> Assigned task
Exclude images, then output the remaining data verbatim.

(Referring expression pointing data)
☆ ☆ ☆ ☆
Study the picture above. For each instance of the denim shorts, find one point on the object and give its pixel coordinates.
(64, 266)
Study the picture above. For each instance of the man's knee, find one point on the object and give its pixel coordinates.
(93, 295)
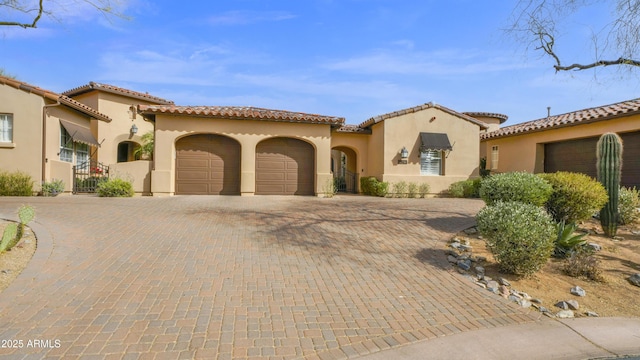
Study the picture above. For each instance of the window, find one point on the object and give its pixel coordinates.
(6, 128)
(66, 145)
(82, 154)
(494, 157)
(431, 162)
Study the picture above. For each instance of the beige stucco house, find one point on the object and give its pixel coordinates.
(566, 142)
(44, 134)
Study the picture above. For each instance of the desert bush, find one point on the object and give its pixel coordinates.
(519, 235)
(52, 188)
(515, 186)
(575, 197)
(399, 189)
(582, 263)
(371, 186)
(423, 190)
(15, 184)
(115, 188)
(628, 204)
(412, 190)
(567, 241)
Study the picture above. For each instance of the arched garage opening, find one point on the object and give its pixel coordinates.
(207, 164)
(285, 166)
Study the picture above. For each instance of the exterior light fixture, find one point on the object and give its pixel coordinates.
(404, 156)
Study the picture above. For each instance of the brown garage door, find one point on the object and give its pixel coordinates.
(580, 156)
(207, 164)
(284, 166)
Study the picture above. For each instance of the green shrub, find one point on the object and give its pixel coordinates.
(628, 204)
(566, 241)
(575, 197)
(400, 189)
(515, 186)
(15, 184)
(423, 190)
(115, 188)
(412, 190)
(520, 236)
(52, 188)
(371, 186)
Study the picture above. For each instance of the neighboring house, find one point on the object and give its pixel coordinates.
(44, 134)
(120, 138)
(441, 147)
(566, 142)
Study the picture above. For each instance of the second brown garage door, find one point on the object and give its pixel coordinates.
(284, 166)
(580, 156)
(207, 164)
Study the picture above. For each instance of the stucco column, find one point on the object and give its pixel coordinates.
(248, 165)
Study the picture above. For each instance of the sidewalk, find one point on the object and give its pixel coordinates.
(582, 338)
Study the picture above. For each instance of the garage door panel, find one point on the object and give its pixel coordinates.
(207, 164)
(284, 166)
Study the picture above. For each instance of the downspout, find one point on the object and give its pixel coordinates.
(44, 137)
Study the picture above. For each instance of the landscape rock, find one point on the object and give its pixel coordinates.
(565, 314)
(562, 305)
(594, 246)
(578, 291)
(573, 305)
(635, 279)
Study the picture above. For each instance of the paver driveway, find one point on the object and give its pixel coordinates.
(241, 277)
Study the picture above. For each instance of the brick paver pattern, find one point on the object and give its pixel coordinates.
(241, 278)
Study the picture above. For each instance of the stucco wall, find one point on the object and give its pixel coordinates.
(138, 172)
(25, 152)
(526, 152)
(404, 131)
(248, 133)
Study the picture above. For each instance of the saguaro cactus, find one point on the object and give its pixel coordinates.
(609, 166)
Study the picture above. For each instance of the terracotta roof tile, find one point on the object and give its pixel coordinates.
(116, 90)
(240, 113)
(89, 111)
(353, 129)
(584, 116)
(379, 118)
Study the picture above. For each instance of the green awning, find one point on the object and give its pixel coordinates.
(434, 141)
(79, 133)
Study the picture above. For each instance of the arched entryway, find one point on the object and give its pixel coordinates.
(207, 164)
(345, 169)
(285, 166)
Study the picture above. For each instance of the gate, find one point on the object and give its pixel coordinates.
(346, 183)
(88, 175)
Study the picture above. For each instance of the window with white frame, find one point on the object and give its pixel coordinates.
(431, 162)
(6, 128)
(494, 157)
(66, 145)
(82, 154)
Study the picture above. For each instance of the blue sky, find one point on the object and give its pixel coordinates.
(349, 58)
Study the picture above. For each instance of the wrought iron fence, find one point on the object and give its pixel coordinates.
(88, 175)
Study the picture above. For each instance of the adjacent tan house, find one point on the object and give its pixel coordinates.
(566, 142)
(44, 134)
(94, 131)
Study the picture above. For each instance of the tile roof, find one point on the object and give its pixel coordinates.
(473, 114)
(379, 118)
(116, 90)
(241, 113)
(353, 129)
(65, 100)
(579, 117)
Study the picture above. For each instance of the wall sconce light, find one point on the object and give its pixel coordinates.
(404, 156)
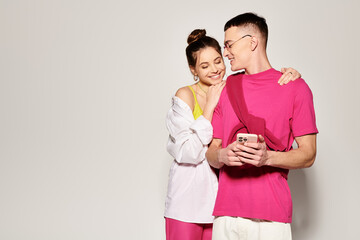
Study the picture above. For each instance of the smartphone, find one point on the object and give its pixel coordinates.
(246, 137)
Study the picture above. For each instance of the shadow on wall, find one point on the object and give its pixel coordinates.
(304, 210)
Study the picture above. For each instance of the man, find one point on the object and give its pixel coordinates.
(254, 200)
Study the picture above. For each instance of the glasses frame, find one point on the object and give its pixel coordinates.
(228, 46)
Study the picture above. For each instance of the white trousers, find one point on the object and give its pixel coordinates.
(237, 228)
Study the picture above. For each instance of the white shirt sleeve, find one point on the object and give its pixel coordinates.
(188, 138)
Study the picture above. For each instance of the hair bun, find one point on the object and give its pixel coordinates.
(196, 35)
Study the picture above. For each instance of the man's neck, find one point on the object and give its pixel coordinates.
(258, 65)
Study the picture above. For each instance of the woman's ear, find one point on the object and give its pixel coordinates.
(192, 69)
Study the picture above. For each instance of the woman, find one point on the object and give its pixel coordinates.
(193, 183)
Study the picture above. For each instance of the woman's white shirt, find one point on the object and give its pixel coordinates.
(193, 184)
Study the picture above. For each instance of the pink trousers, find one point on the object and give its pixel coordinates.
(177, 230)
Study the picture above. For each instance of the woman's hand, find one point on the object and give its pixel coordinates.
(289, 74)
(213, 94)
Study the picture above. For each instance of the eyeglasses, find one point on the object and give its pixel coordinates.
(228, 46)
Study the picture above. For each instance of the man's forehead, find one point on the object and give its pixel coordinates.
(233, 32)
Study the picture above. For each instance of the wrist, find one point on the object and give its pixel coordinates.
(270, 158)
(220, 160)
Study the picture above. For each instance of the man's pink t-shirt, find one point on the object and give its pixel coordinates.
(263, 193)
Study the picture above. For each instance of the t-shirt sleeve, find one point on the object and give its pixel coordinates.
(217, 121)
(303, 118)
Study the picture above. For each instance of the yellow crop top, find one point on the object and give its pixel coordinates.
(197, 109)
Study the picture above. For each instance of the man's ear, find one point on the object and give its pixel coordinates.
(254, 43)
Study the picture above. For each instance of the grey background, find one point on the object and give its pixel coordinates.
(85, 87)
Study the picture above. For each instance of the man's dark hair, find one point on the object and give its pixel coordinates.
(252, 19)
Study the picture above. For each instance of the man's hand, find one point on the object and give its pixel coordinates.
(229, 156)
(253, 153)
☆ ☆ ☆ ☆
> Written solution
Study the picture above. For each instance of the denim shorts, find one point on the object and give its pixel coordinates.
(64, 266)
Study the picture above. For each instance of the man's knee, find one point on the object and give its pixel coordinates.
(93, 295)
Study the picture above. For each instance of the window, find one point on the object and give its pixel coordinates.
(6, 128)
(66, 145)
(82, 154)
(494, 157)
(431, 162)
Study the picture above. For each instance of the beige stucco house, find one point on the object and give its pixel coordinates.
(566, 142)
(44, 134)
Study the picture above. For each instance of the desert bush, find one point on the object and give its pixel coordinates.
(519, 235)
(52, 188)
(515, 186)
(575, 197)
(399, 189)
(582, 263)
(371, 186)
(423, 190)
(15, 184)
(115, 188)
(628, 204)
(412, 190)
(567, 241)
Study the picture above. For each instance of the arched garage opening, find one point on the object and give its pixel coordinates.
(207, 164)
(285, 166)
Study the picture above. For each instance of the exterior light fixture, find one point on the object and give its pixel coordinates.
(404, 156)
Study the picture above. For each instance of the brown garage door, find one point on the object and give its pixel coordinates.
(580, 156)
(207, 164)
(284, 166)
Study the picture above. For each instance of the green shrub, find one point on the object and give its pixel coordinates.
(628, 204)
(566, 241)
(575, 197)
(400, 189)
(515, 186)
(15, 184)
(423, 190)
(115, 188)
(412, 190)
(520, 236)
(52, 188)
(371, 186)
Study the picture above. For each instance of the neighboring house, find one point on the object and give its pixel coordinates.
(44, 134)
(120, 138)
(441, 147)
(566, 142)
Study the picture above. For each instance of the second brown garage door, find one point on the object and give its pixel coordinates.
(284, 166)
(580, 156)
(207, 164)
Study the picture above. For each instance of the stucco column, find one point on the object and give its pixel coordinates.
(248, 165)
Study the picture above. For each instance of the sidewalk, find one point on the object and give its pixel coordinates.
(582, 338)
Study the picture above. For each instance of the garage door panel, find one point on the object and give its pixel coordinates.
(207, 164)
(284, 166)
Study the picture above. For each instance of the downspout, find one point on the object and give its pixel coordinates.
(44, 137)
Study the picture above. For each instance of the landscape rock, find one point on the object and give its pixel coordinates.
(565, 314)
(562, 305)
(594, 246)
(578, 291)
(573, 305)
(635, 279)
Study the picture above. For each instance of the paver driveway, find one point on the object and give its pixel coordinates.
(241, 277)
Study the picture above. For each instance of the brick paver pattern, find one point on the object and give its pixel coordinates.
(241, 278)
Study the picture above. For each instance of the stucco wall, find one point on the object and give its pixel coordinates.
(138, 172)
(25, 152)
(526, 152)
(404, 131)
(248, 133)
Study the picture above. For each instance of the saguaro cactus, find one point on the object and give its pixel coordinates.
(609, 166)
Study the picture above. For each instance of the terracotta roof tile, find one point on the object and give its pixel coordinates.
(116, 90)
(240, 113)
(89, 111)
(353, 129)
(584, 116)
(379, 118)
Study the picture above. For each instance of the green awning, find one point on the object and give its pixel coordinates.
(434, 141)
(79, 133)
Study the picture above. For each instance of the arched entryway, find one point on the object and give its pixel coordinates.
(207, 164)
(345, 169)
(285, 166)
Study the picture above. For each instance of the gate, find one point on the object and give its pixel coordinates.
(346, 183)
(88, 175)
Study the picture above. For each instance of the window with white frame, find one point on the object and give its pixel coordinates.
(431, 162)
(6, 128)
(494, 157)
(66, 145)
(82, 154)
Study the picture above. For each instance of the blue sky, find one point on the object and give its pixel coordinates.
(349, 58)
Study the picture above. For each instance of the wrought iron fence, find one point on the object and give its pixel coordinates.
(88, 175)
Study the picture above. For each instance of the adjacent tan house, find one point on the object and give its pixel coordinates.
(566, 142)
(44, 134)
(94, 131)
Study the picture above. For each instance of the tile roof, find one point on the object and give its pixel coordinates.
(473, 114)
(379, 118)
(116, 90)
(241, 113)
(353, 129)
(65, 100)
(579, 117)
Study the picture above. For each instance of the wall sconce light, find one point on the object and give its pixel coordinates.
(404, 156)
Study the picture above. For each instance of the smartphone, find one point on the object and give its pixel coordinates.
(246, 137)
Study the picture above. For each instance of the shadow on wall, find one point on the object and give its pixel coordinates.
(304, 210)
Study the picture above. For each instance of the man, find one point on the object and give its pixel coordinates.
(254, 200)
Study the picture above. For each instance of the glasses frame, find one point on the object and give its pixel coordinates.
(228, 46)
Study the picture above. For each instance of the white trousers, find one point on the object and give its pixel coordinates.
(237, 228)
Study the picture above. For each instance of the white shirt sleeve, find one point on the object and give its pixel coordinates.
(188, 138)
Study the picture above. For each instance of the hair bun, find one point on the object and give its pixel coordinates.
(196, 35)
Study the picture above. For each instance of the man's neck, find one point on the object and give its pixel coordinates.
(258, 65)
Study the picture above. For each instance of the woman's ear, find one point on the object and give its pixel coordinates.
(192, 69)
Study the picture above. For each instance of the woman, find one point on the object and give its pixel coordinates.
(193, 183)
Study the picture above. For each instance of the woman's white shirt, find one point on the object and give its pixel coordinates.
(193, 184)
Study the picture above. For each instance of the pink trousers, find one point on the object and give its pixel coordinates.
(177, 230)
Study the picture above. For each instance of the woman's hand, find one point on the object and give its pixel coordinates.
(289, 74)
(213, 94)
Study the picture above. For each instance of the eyeglasses, find one point on the object and give its pixel coordinates.
(228, 46)
Study the picture above. For each instance of the man's forehead, find one point on the object and give its pixel coordinates.
(233, 32)
Study the picture above. For each instance of the wrist, find one point on the object and give its pixel coordinates.
(270, 158)
(220, 160)
Study the picture above. For each instance of the man's pink t-shirt, find one point on the object and give its pixel coordinates.
(263, 193)
Study the picture above. For each instance of the t-shirt sleeve, find one point on the object and give its pixel coordinates.
(217, 121)
(303, 118)
Study the picture above. For each instance of the yellow crop top, find one point on the object and give its pixel coordinates.
(197, 109)
Study the picture above. For each instance of the man's ear, find one point on the object and give its pixel coordinates.
(254, 43)
Study the picture above. For each instance of the grey background, find one point on the object and give its pixel coordinates.
(85, 87)
Study the picture above. For each instance of the man's dark hair, find one point on the object and give its pixel coordinates.
(252, 19)
Study the picture above. For each instance of the man's hand, find one point on the object and give its pixel coordinates.
(229, 156)
(253, 153)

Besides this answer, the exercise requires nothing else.